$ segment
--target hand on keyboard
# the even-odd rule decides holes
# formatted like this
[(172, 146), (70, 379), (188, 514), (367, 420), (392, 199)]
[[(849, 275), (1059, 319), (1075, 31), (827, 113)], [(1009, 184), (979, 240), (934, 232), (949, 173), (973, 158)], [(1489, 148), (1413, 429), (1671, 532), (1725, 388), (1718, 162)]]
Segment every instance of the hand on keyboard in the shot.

==

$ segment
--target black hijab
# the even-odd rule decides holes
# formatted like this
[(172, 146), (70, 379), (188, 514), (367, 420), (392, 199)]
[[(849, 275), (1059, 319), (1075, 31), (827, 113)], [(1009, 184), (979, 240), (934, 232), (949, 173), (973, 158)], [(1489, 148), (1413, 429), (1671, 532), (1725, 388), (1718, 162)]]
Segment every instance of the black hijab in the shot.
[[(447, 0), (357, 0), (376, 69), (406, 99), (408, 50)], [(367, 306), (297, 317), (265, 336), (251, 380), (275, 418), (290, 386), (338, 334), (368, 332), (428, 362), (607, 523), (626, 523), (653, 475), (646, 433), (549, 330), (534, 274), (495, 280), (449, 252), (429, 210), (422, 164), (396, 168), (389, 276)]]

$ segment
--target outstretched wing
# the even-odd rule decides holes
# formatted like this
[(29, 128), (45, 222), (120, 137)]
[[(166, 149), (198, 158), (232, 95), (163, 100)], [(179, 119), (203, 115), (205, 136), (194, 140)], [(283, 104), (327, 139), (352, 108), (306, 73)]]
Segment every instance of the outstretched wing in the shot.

Instructions to follow: Find "[(29, 128), (45, 222), (120, 137)]" in the entries above and copy that whole line exactly, then each line after it through the line that contains "Segment every instance of the outstretched".

Answer space:
[(29, 128), (45, 222), (120, 137)]
[[(166, 149), (198, 158), (232, 95), (163, 100)], [(179, 119), (203, 115), (205, 136), (194, 140)], [(283, 104), (327, 139), (352, 108), (306, 73)]]
Segment every instance of the outstretched wing in the shot.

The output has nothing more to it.